- [TASK DESCRIPTION]: Rewrite the items with "rough mask" changed to "coarse mask" wherever it appears, keeping everything else identical and leaving out the pictures.

- [RECORDS SHOWN]:
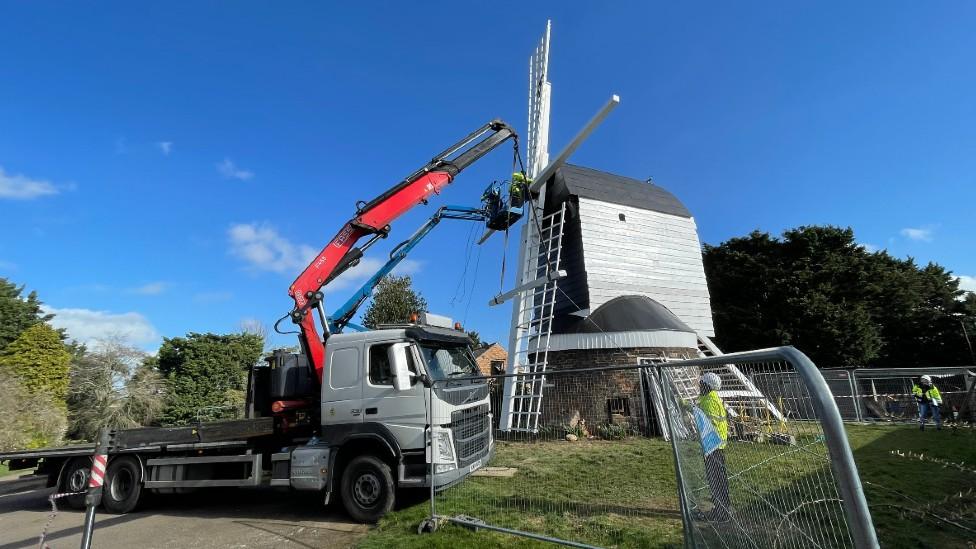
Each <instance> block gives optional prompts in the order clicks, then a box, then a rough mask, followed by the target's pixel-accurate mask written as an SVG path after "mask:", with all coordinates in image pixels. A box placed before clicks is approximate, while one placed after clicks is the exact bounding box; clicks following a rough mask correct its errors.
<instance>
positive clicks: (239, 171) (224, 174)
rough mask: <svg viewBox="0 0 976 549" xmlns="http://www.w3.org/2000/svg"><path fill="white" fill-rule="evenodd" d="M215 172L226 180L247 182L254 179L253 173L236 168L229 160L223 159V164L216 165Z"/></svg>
mask: <svg viewBox="0 0 976 549" xmlns="http://www.w3.org/2000/svg"><path fill="white" fill-rule="evenodd" d="M217 171H218V172H220V175H222V176H224V177H226V178H227V179H240V180H241V181H247V180H248V179H251V178H252V177H254V172H251V171H248V170H244V169H241V168H238V167H237V165H236V164H234V162H233V161H232V160H231V159H230V158H225V159H224V161H223V162H221V163H220V164H217Z"/></svg>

- [RESPONSE TO THE TASK]:
Each <instance> block gives optional prompts in the order clicks, then a box, then a coarse mask, followed by the target's pixel-accurate mask written as an SVG path after "mask:", with all coordinates in image pixels. A box placed before clicks is approximate, while one placed after clicks is the exact bounding box; clicks following a coarse mask correct its errors.
<instance>
positive clicks: (239, 171) (224, 174)
coarse mask: <svg viewBox="0 0 976 549" xmlns="http://www.w3.org/2000/svg"><path fill="white" fill-rule="evenodd" d="M215 172L226 180L247 182L254 179L253 173L236 168L229 160L223 159V164L216 165Z"/></svg>
mask: <svg viewBox="0 0 976 549" xmlns="http://www.w3.org/2000/svg"><path fill="white" fill-rule="evenodd" d="M217 171H218V172H220V175H222V176H224V177H226V178H227V179H240V180H241V181H247V180H248V179H251V178H252V177H254V172H251V171H248V170H244V169H241V168H238V167H237V165H236V164H234V162H233V161H232V160H231V159H230V158H225V159H224V161H223V162H221V163H220V164H217Z"/></svg>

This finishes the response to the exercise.